- **Directions for this task**
Report only how many lines below include "every".
START Provided data
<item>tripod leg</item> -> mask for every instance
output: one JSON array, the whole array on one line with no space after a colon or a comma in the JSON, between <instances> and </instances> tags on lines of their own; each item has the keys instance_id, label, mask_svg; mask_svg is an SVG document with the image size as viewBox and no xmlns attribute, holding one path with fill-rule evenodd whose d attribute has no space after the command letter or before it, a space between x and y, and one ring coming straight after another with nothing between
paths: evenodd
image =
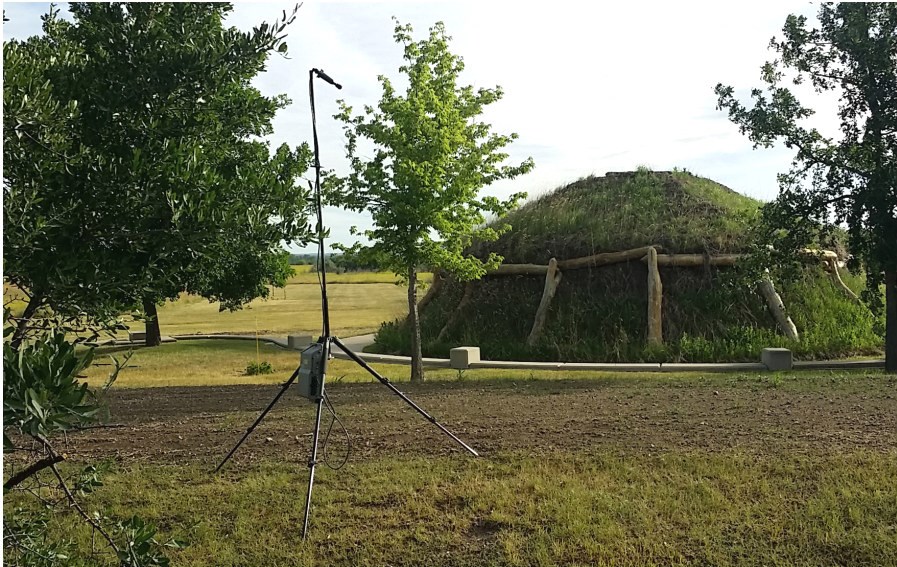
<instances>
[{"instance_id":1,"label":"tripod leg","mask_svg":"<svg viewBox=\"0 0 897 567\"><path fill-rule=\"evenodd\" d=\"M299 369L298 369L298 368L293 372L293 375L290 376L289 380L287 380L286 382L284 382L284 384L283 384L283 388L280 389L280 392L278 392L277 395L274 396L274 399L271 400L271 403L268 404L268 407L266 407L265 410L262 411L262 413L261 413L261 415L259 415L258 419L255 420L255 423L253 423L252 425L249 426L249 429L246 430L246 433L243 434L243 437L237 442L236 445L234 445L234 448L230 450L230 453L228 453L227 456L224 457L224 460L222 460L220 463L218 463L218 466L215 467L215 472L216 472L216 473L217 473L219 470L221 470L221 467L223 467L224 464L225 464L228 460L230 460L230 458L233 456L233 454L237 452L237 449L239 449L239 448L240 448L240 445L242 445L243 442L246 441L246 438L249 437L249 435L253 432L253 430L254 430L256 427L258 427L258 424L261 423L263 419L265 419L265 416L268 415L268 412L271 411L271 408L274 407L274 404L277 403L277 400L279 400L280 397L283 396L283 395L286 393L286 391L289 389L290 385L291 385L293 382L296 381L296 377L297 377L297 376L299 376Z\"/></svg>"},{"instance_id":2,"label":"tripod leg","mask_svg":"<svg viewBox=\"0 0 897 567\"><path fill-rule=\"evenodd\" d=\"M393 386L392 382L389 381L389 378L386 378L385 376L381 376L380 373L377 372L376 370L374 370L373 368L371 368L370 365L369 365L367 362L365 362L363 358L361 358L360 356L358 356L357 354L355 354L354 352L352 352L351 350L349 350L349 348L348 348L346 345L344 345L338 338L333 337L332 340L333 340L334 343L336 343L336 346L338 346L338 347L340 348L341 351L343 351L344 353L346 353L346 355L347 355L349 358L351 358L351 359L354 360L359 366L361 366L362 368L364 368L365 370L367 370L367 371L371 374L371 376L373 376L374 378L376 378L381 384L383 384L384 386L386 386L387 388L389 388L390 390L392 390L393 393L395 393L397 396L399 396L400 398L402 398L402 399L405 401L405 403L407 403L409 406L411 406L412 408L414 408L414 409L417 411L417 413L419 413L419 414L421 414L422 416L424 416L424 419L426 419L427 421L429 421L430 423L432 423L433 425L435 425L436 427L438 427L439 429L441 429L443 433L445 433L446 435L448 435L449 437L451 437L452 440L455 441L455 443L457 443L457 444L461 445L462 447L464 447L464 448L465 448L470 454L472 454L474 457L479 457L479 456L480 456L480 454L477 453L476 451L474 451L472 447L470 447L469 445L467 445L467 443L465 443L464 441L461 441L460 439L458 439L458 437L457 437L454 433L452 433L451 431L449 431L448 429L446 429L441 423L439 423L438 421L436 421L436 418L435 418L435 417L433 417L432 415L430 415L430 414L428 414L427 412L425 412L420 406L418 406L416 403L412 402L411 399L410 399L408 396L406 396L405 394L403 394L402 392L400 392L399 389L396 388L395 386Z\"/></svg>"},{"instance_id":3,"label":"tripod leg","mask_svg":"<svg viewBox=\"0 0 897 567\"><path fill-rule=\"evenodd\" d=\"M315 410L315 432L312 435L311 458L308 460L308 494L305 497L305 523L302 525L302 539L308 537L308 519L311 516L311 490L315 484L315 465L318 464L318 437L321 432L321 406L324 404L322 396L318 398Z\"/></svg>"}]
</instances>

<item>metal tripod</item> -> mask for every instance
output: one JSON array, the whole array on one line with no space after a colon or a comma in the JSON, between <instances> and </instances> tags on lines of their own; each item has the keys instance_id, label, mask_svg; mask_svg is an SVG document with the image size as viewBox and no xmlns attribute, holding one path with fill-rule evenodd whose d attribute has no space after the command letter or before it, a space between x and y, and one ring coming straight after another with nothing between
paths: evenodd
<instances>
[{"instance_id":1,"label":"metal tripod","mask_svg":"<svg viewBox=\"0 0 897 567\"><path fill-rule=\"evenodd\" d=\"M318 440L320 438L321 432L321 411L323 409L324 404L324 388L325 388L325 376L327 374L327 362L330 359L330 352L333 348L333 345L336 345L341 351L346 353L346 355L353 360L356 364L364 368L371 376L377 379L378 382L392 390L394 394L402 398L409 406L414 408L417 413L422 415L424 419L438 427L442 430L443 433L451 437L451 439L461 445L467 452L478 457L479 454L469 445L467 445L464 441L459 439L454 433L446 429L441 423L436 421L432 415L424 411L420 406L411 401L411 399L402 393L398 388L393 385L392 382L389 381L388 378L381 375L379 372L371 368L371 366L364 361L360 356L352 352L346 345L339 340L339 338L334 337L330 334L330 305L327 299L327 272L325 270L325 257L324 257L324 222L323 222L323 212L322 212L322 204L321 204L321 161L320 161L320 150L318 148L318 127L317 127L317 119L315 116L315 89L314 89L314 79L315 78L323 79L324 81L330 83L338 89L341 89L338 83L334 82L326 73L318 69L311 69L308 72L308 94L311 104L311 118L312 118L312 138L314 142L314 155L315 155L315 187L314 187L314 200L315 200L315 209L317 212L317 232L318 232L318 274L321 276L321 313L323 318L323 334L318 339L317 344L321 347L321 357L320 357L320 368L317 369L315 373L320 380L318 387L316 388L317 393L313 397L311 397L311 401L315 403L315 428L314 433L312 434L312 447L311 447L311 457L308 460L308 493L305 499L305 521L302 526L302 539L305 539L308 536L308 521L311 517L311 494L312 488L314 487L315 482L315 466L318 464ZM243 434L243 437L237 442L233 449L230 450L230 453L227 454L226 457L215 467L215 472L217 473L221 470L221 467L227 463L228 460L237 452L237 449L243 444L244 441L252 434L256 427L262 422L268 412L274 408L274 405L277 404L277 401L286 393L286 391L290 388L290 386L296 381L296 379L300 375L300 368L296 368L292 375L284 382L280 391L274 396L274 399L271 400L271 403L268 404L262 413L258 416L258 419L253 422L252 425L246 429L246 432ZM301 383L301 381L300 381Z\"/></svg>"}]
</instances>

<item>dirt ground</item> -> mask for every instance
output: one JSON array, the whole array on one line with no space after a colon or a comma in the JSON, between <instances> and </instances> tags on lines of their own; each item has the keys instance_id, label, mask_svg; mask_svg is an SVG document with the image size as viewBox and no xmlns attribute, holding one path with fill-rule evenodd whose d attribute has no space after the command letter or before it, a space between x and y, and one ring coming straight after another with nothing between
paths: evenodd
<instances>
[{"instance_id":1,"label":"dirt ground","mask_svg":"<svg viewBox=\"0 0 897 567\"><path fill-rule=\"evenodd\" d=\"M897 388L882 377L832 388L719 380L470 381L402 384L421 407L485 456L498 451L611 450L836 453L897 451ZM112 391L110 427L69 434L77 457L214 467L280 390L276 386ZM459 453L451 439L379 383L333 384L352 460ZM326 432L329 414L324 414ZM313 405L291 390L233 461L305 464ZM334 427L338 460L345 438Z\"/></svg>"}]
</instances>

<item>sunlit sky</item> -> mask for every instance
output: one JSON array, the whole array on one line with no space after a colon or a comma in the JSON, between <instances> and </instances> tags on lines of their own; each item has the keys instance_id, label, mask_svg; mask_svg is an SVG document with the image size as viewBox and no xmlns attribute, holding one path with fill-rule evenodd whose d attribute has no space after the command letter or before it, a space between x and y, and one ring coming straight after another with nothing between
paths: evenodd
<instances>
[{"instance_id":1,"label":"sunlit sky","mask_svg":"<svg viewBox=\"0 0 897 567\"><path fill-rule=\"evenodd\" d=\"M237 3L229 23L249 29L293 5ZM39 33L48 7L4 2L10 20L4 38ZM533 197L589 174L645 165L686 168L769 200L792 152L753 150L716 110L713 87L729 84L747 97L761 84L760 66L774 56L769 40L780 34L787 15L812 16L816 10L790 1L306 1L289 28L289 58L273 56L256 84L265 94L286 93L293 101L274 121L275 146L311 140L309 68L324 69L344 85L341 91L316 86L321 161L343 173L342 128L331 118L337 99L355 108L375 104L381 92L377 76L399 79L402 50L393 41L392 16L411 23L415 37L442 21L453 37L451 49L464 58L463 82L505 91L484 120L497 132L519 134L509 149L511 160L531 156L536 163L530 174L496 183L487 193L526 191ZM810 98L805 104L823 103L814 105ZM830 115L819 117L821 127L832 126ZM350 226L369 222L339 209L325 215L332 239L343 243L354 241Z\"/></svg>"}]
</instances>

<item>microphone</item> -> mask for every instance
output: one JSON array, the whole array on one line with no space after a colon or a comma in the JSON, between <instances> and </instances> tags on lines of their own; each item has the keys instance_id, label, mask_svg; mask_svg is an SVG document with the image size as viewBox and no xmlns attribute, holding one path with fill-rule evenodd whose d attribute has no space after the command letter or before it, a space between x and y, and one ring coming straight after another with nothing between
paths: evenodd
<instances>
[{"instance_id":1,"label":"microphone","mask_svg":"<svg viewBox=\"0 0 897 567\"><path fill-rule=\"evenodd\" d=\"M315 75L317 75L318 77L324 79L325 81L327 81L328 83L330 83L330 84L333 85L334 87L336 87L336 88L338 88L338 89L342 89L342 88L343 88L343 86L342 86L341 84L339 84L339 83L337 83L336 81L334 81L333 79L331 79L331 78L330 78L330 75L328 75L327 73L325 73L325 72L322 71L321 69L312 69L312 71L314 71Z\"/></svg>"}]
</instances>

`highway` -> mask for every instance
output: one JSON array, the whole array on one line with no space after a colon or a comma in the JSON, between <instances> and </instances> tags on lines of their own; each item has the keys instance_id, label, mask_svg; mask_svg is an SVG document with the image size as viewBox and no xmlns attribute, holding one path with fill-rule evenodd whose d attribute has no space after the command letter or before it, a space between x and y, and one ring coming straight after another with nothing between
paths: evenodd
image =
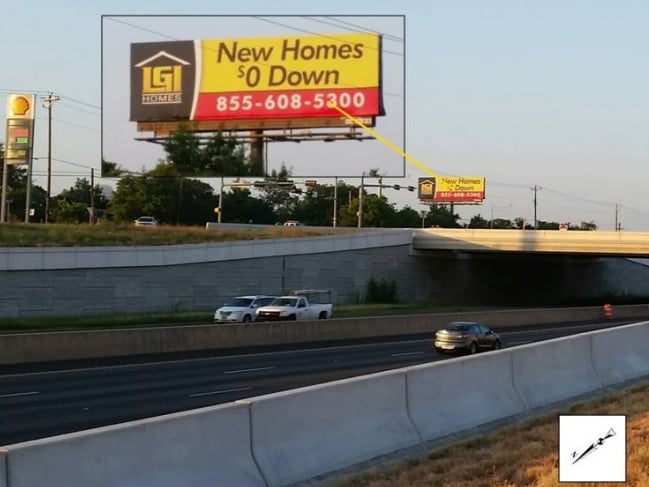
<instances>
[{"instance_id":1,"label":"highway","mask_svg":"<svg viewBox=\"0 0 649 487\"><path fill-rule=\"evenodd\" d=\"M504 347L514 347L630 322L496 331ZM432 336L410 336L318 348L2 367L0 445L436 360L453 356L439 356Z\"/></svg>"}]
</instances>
END Provided data
- **Task solution**
6